### SELECTED EXCERPT:
+---+

Dry Air and Cold Beer
An introduction to compressed air drying by David Ewan, Technical Services manager, BOGE UK
Air naturally contains moisture. Two factors to consider are how much moisture the air can potentially contain, and how much moisture the air actually contains. The capability of air to contain this moisture is dependent on the temperature and the pressure of the air. As air gets hotter, it can contain more moisture. As pressure increases, the ability of air to contain moisture decreases.
The ratio of how much moisture is contained in the air to how much moisture the air is capable of containing is called Relative Humidity (%rh).
When we compress air, the atmospheric air is drawn into the system at ambient temperature and pressure, with ambient relative humidity. During the compression process the air is heated to a high temperature which would allow it to potentially hold much more moisture, however, the pressure is also increased considerably, reducing the air’s ability to contain moisture. The compressor’s cooler then brings the air temperature down to only 10 to 15°C hotter than the starting temperature, with the overall result that the air can hold less moisture than when it started.
The Dew Point (°C) refers to the temperature we would have to cool the air down to in order to reduce the moisture capacity of the air down to a level equal to the actual moisture content of the air, or in simple terms, the temperature below which moisture would fall out of the air as liquid water.
The beer test
On a nice summer day, when the weather is warm and feels dry, the dew point is usually around 4-5°C. You can see this by taking a properly cooled bottle of beer from a fridge, or ordering a pint from the bar and seeing the condensation form on the outside of the glass. This is because the cold glass is cooling down the air touching it to a below the dew point, causing moisture to fall out of the air and form on the glass as liquid water.
If we are discussing air at anything other than ambient pressure, then dew point is referred to as Pressure Dew Point (°C).
If we come back to our compressed air system, after going through the compression process, and the cooler, our air will be at or near to, 100% relative humidity. That means it will be at its maximum capacity for holding moisture; if we draw air in at 10°C and it comes out of the compressor at 25°C, then the Pressure Dew Point will be about 25°C. If we cool the compressed air further, say by allowing it to dwell in a receiver momentarily, we will be reducing the temperature below that of the Pressure Dew Point meaning moisture will drop out of the air in the form of liquid water. The further we travel through the pipework from the compressor, the more likely we are to lose heat to the surroundings and reduce the temperature of the compressed air. Sections of external pipework exposed to low temperatures will also cool the compressed air further, resulting in liquid water forming in the pipework and carried along with the compressed air flow.
Preventing water build up
We can’t really control how much moisture is in the air that we draw into our compressors beyond simple things. This could be locating the compressor away from objects and areas such as cooling towers and water courses. So the best thing to do to prevent liquid water from building up in our compressed air system and ending up in our processes, is to control where the moisture drops out of the air.
Liquid water can be removed from the air flow by separators, and generally removed from pipework systems by correctly placed drains and traps.
Moisture can be removed from compressed air through the use of dryers in three different ways: Diffusion, Condensation, and Ab/Adsorption.

+---+

### DATA EXCERPT:
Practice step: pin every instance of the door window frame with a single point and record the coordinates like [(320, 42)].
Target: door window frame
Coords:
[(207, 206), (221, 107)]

+---+

### OBJECTIVE 1:
Reproduce the stretch of the compressed air drying article from "Preventing water build" through "out of the air.".
### OBJECTIVE 2:
For each statement below, state whether it agrees with the compressed air drying article by answering yes or no, and quote the deciding words. (a) As pressure increases, the ability of air to contain moisture increases. (b) On a warm summer day that feels dry, the dew point is usually around 4-5°C. (c) Dryers can remove moisture from compressed air in three different ways.

### EXPECTED ANSWER 1:
Preventing water build up
We can’t really control how much moisture is in the air that we draw into our compressors beyond simple things. This could be locating the compressor away from objects and areas such as cooling towers and water courses. So the best thing to do to prevent liquid water from building up in our compressed air system and ending up in our processes, is to control where the moisture drops out of the air.

### EXPECTED ANSWER 2:
(a) No: "As pressure increases, the ability of air to contain moisture decreases."
(b) Yes: "On a nice summer day, when the weather is warm and feels dry, the dew point is usually around 4-5°C."
(c) Yes: "Moisture can be removed from compressed air through the use of dryers in three different ways"